▸ What is asked:
a – Swap "investment advice" for "financial advice" in the Bybit futures guide, then give the passage between "This is risk" and "the current rules.", inclusive.
b – Carry on the Bybit futures guide, picking up after its last sentence.

▸ Source passage:

How to Register on Bybit for Futures: Sign-up, KYC, Funding and a Safe First Trade
If you have read enough of our explainers to understand funding rates, fees and liquidation, the natural next question is the practical one: how do you actually open an account and place a first futures trade without making a beginner's mistakes? This guide walks through the full flow on Bybit, step by step — sign-up, KYC, enabling derivatives, funding, and a deliberately cautious first trade. We use Bybit here purely as a concrete example: it has a widely used derivatives interface, so it makes a clean walkthrough. That does not mean Bybit is the best fit for you. Which exchange suits you depends on fees, risk controls, product range and where you live — that is a separate decision, and we cover it in how to choose a futures exchange.
This is risk and fee education, not investment advice. Futures are high-risk and you can lose your entire balance. Before signing up anywhere, confirm that derivatives trading is legal and permitted in your jurisdiction, and rely on each exchange's official live pages for the current rules.
1. Sign up — and verify the domain before you type anything
Registration is fast, and that speed is where people get careless. The single most important step happens before you enter any details: confirm you are actually on the official site. Phishing clones of major exchanges are everywhere — a fake page on a near-identical domain, waiting to harvest your password. Type the official address yourself or use a trusted bookmark, check the spelling character by character, and treat any login link that arrives by email, chat or ad as suspect.

▸ Data extract:

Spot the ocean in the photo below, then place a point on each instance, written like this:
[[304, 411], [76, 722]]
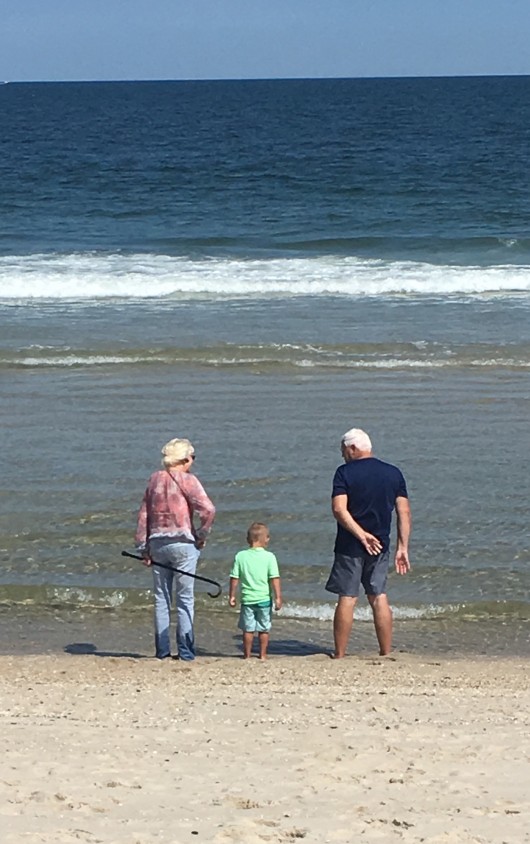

▸ Final answers:
a –
This is risk and fee education, not financial advice. Futures are high-risk and you can lose your entire balance. Before signing up anywhere, confirm that derivatives trading is legal and permitted in your jurisdiction, and rely on each exchange's official live pages for the current rules.

b –
Once you are sure the page is genuine, the sign-up is standard:
- Email or phone. Either works. Use an address or number you control and can recover.
- A strong, unique password. Do not reuse a password from any other site. A long passphrase from a password manager is far safer than a clever-looking short one.
- Confirm the verification code. The platform sends a one-time code to your email or phone to prove ownership.
The moment your account exists, do one thing before anything else: turn on two-factor authentication (2FA). An authenticator app (TOTP) is stronger than SMS, which can be intercepted via SIM-swap attacks. When you enable it, the platform shows backup codes — write them down and store them offline. An account holding real funds without 2FA is an account waiting to be drained. Consider an anti-phishing code too, if the exchange offers one: it stamps a phrase only you know onto official emails, so you can instantly spot fakes.
2. KYC — why it exists, the tiers, and your privacy
After registration you will be asked to complete KYC (Know Your Customer) identity verification. New users often resent this step, so it helps to understand why it is there. Regulated exchanges are legally required to verify identities to fight money laundering and fraud. In practice, KYC is not just a hoop — a platform that takes compliance seriously is generally a platform that takes custody of your funds more seriously too.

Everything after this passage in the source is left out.